**Task directions**
Scan the material and copy out each line where the word "shirt" occurs.
________________________
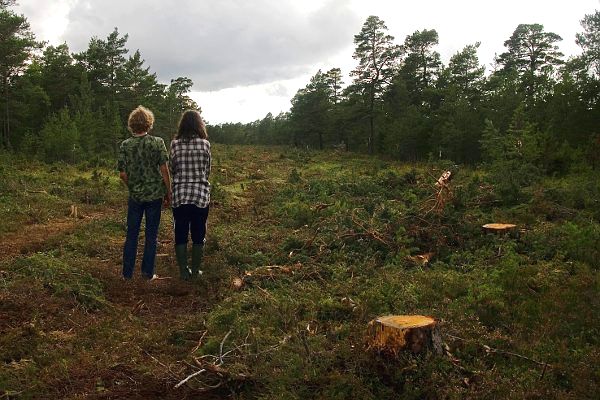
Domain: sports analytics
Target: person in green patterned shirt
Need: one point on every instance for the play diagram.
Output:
(143, 166)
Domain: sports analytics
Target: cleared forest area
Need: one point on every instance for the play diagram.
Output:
(304, 248)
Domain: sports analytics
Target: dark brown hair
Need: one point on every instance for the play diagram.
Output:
(191, 125)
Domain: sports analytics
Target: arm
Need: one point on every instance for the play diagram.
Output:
(124, 177)
(164, 171)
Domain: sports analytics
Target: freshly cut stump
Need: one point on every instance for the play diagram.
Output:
(393, 333)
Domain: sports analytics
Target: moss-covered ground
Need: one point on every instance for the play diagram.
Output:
(323, 243)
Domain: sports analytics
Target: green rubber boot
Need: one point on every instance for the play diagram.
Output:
(197, 254)
(181, 256)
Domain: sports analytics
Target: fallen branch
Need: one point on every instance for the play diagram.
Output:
(489, 349)
(190, 377)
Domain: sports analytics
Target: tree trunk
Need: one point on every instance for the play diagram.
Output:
(371, 122)
(394, 333)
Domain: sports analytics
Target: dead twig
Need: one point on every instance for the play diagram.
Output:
(490, 350)
(221, 347)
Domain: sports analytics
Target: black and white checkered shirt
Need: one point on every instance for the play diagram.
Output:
(190, 168)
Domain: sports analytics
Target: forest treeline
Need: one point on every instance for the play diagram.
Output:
(405, 103)
(57, 105)
(402, 101)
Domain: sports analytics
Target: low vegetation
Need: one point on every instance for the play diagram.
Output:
(319, 244)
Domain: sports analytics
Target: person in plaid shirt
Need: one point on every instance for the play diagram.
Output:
(190, 169)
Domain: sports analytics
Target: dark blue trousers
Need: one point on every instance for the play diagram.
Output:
(190, 218)
(135, 212)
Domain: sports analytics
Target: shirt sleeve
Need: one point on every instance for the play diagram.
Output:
(172, 151)
(163, 156)
(121, 159)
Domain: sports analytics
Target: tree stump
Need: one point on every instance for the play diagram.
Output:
(498, 228)
(503, 230)
(393, 333)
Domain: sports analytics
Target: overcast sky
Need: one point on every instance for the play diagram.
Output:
(249, 57)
________________________
**Answer below**
Target: person in green patterned shirt
Target: black and white checkered shirt
Target: person in plaid shirt
Target: shirt sleeve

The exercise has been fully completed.